WHAT YOU ARE ASKED TO DO: Print every entry again, precisely as written.

RECORDS FOR THE TASK:
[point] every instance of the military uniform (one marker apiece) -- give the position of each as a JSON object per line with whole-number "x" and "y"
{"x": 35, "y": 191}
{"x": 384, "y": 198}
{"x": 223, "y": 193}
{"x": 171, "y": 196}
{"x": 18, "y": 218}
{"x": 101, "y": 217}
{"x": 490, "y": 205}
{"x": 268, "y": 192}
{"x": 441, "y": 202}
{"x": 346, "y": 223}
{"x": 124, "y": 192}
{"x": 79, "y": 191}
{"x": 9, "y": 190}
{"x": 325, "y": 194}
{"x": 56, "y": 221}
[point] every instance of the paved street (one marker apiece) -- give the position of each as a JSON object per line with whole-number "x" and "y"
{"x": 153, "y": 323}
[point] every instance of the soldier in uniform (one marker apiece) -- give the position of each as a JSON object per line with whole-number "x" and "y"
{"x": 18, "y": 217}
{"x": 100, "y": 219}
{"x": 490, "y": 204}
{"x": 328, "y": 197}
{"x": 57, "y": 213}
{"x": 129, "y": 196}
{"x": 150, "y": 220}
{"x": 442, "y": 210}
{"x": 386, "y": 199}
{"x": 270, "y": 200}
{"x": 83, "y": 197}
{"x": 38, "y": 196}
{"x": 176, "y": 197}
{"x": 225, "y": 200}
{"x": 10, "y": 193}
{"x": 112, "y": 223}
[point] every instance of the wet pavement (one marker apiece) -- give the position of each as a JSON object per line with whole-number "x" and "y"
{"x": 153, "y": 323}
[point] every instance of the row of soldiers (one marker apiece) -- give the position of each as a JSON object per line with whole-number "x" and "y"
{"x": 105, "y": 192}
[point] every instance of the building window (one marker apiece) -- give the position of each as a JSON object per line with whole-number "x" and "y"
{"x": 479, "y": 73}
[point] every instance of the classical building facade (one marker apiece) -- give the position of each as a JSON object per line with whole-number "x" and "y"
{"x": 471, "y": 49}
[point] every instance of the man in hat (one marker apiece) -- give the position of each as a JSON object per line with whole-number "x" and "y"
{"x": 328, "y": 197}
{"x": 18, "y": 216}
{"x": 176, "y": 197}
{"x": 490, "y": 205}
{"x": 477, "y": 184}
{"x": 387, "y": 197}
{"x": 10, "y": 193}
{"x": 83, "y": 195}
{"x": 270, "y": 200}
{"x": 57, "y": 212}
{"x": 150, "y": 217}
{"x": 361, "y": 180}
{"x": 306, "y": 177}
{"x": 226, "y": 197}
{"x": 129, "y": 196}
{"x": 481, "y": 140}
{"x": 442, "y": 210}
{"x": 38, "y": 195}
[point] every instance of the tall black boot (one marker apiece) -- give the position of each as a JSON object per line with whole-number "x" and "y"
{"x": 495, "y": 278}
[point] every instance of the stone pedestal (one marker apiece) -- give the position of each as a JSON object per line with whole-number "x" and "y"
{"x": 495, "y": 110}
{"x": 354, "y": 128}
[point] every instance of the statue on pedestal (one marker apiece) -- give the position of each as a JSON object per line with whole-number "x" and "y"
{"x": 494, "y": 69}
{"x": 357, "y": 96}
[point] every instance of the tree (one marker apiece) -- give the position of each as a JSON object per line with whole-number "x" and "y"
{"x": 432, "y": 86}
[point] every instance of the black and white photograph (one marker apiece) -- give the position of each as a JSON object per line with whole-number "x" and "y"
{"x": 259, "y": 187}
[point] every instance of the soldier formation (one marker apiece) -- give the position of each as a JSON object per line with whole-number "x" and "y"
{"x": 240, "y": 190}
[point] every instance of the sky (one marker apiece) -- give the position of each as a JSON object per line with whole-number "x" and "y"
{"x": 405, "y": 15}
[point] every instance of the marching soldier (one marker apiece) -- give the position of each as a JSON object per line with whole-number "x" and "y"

RESPONSE AREA:
[point] every instance of the military uniform (one marker apiece) -- give the position of each as a JSON object per line with whole-number "x" and "y"
{"x": 35, "y": 191}
{"x": 384, "y": 198}
{"x": 223, "y": 193}
{"x": 171, "y": 196}
{"x": 18, "y": 218}
{"x": 101, "y": 217}
{"x": 490, "y": 205}
{"x": 268, "y": 192}
{"x": 441, "y": 202}
{"x": 346, "y": 223}
{"x": 124, "y": 192}
{"x": 79, "y": 191}
{"x": 9, "y": 190}
{"x": 325, "y": 194}
{"x": 56, "y": 221}
[point] every instance of the paved street (one marker apiece) -- give the position of each as a JSON object per line with whole-number "x" and "y"
{"x": 153, "y": 323}
[point] every instance of the soldier in uniform (one marker apiece) -- give the position of each as a JSON object per line with whole-number "x" and "y"
{"x": 18, "y": 217}
{"x": 100, "y": 219}
{"x": 490, "y": 204}
{"x": 328, "y": 197}
{"x": 57, "y": 213}
{"x": 129, "y": 196}
{"x": 150, "y": 220}
{"x": 442, "y": 210}
{"x": 386, "y": 199}
{"x": 270, "y": 200}
{"x": 83, "y": 197}
{"x": 38, "y": 196}
{"x": 176, "y": 197}
{"x": 225, "y": 200}
{"x": 10, "y": 193}
{"x": 112, "y": 223}
[point] every instance of the wet pavement (one marker apiece) -- give the position of each as a JSON object per line with whole-number "x" and "y"
{"x": 153, "y": 323}
[point] every instance of the row of soldiers (one marker apiece) -- give the position of each as a JSON object per line with whole-number "x" and "y"
{"x": 105, "y": 192}
[point] every instance of the building window (one marker apiece) -- give the position of each as a JSON object per line with whole-number "x" and "y"
{"x": 479, "y": 73}
[point] every instance of the classical building facade (one marker apiece) -- give the position of each as a JSON object per line with whole-number "x" and "y"
{"x": 471, "y": 49}
[point] every instance of the man in hat (one marker apiece) -- give the position of each as a JSON object per line with whole-number "x" and "y"
{"x": 328, "y": 197}
{"x": 18, "y": 216}
{"x": 176, "y": 197}
{"x": 490, "y": 205}
{"x": 477, "y": 184}
{"x": 387, "y": 197}
{"x": 10, "y": 193}
{"x": 83, "y": 195}
{"x": 270, "y": 200}
{"x": 57, "y": 212}
{"x": 150, "y": 217}
{"x": 361, "y": 180}
{"x": 306, "y": 177}
{"x": 226, "y": 197}
{"x": 129, "y": 196}
{"x": 481, "y": 140}
{"x": 442, "y": 210}
{"x": 38, "y": 195}
[point] every instance of the tall black boot (one marker apiece) -- give the position of each as a JSON object per line with whole-number "x" and "y"
{"x": 495, "y": 278}
[point] every instance of the stone pedestal (one marker apiece) -- give the position of each as a JSON object per line with whole-number "x" and "y"
{"x": 495, "y": 110}
{"x": 354, "y": 128}
[point] every instance of the statue on pedestal (one marker apiece) -- give the position of each as a JSON object per line with whole-number "x" and "y"
{"x": 494, "y": 69}
{"x": 357, "y": 96}
[point] every instance of the tree (one marker apiece) -- give the position of each as a JSON object per line with whole-number "x" and "y"
{"x": 432, "y": 86}
[point] every instance of the black and white photograph (one marker apiece) -- give the position of each as a JSON object per line with whole-number "x" and "y"
{"x": 259, "y": 187}
[point] every instance of the soldier formation (one marker apiece) -- give the position of each as a JSON object per line with whole-number "x" and "y"
{"x": 240, "y": 190}
[point] every instance of the sky (one marker apiece) -- give the position of each as a JSON object per line with whole-number "x" and "y"
{"x": 405, "y": 15}
[point] every instance of the marching soldier (one marker apiece) -- give the position of each as a JSON object per line with whole-number "x" and "y"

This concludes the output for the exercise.